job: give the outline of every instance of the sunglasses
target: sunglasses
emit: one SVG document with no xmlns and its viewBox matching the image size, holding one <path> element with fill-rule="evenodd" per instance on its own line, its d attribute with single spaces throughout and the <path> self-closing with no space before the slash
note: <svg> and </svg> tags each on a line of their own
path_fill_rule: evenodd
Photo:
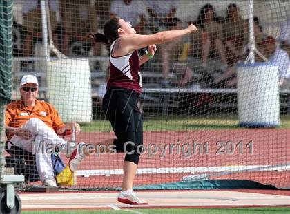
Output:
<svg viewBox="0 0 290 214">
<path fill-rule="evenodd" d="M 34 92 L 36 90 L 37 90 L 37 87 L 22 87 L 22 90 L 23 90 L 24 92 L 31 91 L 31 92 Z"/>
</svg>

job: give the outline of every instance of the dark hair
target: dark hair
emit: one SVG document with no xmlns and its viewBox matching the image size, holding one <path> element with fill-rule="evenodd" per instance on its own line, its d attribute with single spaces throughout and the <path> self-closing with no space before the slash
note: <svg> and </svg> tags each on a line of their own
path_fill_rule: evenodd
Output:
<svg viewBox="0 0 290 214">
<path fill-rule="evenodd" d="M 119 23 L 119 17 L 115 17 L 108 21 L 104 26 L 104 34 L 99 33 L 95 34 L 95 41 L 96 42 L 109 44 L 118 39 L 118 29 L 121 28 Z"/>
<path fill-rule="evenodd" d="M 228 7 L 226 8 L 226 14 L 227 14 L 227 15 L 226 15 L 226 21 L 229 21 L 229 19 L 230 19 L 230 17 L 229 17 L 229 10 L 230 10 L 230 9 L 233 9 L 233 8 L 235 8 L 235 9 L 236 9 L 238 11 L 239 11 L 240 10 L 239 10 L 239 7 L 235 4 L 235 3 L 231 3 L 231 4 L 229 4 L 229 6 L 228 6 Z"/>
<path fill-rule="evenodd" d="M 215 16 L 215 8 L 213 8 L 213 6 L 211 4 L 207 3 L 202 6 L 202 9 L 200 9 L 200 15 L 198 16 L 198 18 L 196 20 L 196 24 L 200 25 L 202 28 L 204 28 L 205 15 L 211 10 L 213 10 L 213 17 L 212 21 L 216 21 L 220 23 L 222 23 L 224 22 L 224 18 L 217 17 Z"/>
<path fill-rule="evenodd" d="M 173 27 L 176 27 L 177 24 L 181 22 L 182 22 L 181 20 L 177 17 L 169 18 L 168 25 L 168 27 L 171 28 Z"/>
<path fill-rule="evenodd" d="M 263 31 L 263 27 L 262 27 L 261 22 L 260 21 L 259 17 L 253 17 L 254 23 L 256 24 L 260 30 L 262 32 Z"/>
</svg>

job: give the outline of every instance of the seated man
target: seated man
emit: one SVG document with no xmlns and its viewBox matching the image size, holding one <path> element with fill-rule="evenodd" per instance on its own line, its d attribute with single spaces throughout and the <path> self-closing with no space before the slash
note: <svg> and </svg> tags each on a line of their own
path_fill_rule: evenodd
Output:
....................
> WHAT NEEDS TO BE DONE
Put every line of the items above into a Markdown table with two columns, "Number" for the row number and "Entry" for the line itself, leaving out blank lines and the pictures.

> WORKED SOLUTION
| Number | Entry |
|---|---|
| 1 | job: give the outline of every instance of the sunglasses |
| 2 | target: sunglasses |
| 3 | emit: one SVG document with no xmlns and its viewBox matching the image size, holding one <path> element with fill-rule="evenodd" per instance on its own line, its d attribute with single spaces throughout and the <path> self-closing with no space before the slash |
| 4 | note: <svg> and </svg> tags each on a line of their own |
| 5 | path_fill_rule: evenodd |
| 6 | Photo: |
| 7 | Output: |
| 8 | <svg viewBox="0 0 290 214"> |
| 9 | <path fill-rule="evenodd" d="M 34 92 L 36 90 L 37 90 L 37 87 L 22 87 L 22 90 L 23 90 L 24 92 L 31 91 L 31 92 Z"/> |
| 10 | </svg> |
| 11 | job: give the outline of every instance of the dark hair |
| 12 | target: dark hair |
| 13 | emit: one SVG document with no xmlns and its viewBox matching the image size, holding one <path> element with fill-rule="evenodd" per instance on its own line, its d attribute with single spaces throughout and the <path> self-closing with no space before the slash |
| 14 | note: <svg> and </svg> tags each on a line of their own |
| 15 | path_fill_rule: evenodd |
| 16 | Output: |
| 17 | <svg viewBox="0 0 290 214"> |
| 18 | <path fill-rule="evenodd" d="M 119 23 L 119 17 L 115 17 L 108 21 L 104 26 L 104 34 L 99 33 L 95 34 L 95 41 L 96 42 L 109 44 L 118 39 L 118 29 L 121 28 Z"/> |
| 19 | <path fill-rule="evenodd" d="M 228 7 L 226 8 L 226 14 L 227 14 L 227 15 L 226 15 L 226 21 L 229 21 L 229 19 L 230 19 L 230 17 L 229 17 L 229 10 L 230 10 L 230 9 L 233 9 L 233 8 L 235 8 L 235 9 L 236 9 L 238 11 L 239 11 L 240 10 L 239 10 L 239 7 L 235 4 L 235 3 L 231 3 L 231 4 L 229 4 L 229 6 L 228 6 Z"/> |
| 20 | <path fill-rule="evenodd" d="M 215 16 L 215 8 L 213 8 L 213 6 L 211 4 L 207 3 L 202 6 L 202 9 L 200 9 L 200 15 L 198 16 L 198 18 L 196 20 L 196 24 L 200 25 L 202 28 L 204 28 L 205 15 L 211 10 L 213 10 L 213 17 L 212 21 L 216 21 L 220 23 L 222 23 L 224 22 L 224 18 L 217 17 Z"/> |
| 21 | <path fill-rule="evenodd" d="M 173 27 L 176 27 L 177 24 L 181 22 L 182 22 L 181 20 L 177 17 L 169 18 L 168 25 L 168 27 L 171 28 Z"/> |
| 22 | <path fill-rule="evenodd" d="M 263 31 L 263 27 L 262 27 L 261 22 L 260 21 L 259 17 L 253 17 L 254 23 L 256 24 L 260 30 L 262 32 Z"/> |
| 23 | </svg> |
| 24 | job: give the outline of every instance of the seated man |
| 25 | target: seated man |
| 26 | emit: one SVG document with no xmlns and its viewBox matching the image size, holding one <path> element with fill-rule="evenodd" per instance on its own line, its d attribute with single spaces throughout and the <path> self-closing with no space before the slash |
| 27 | note: <svg> and </svg> tags each on a line of their own |
| 28 | path_fill_rule: evenodd |
| 29 | Output: |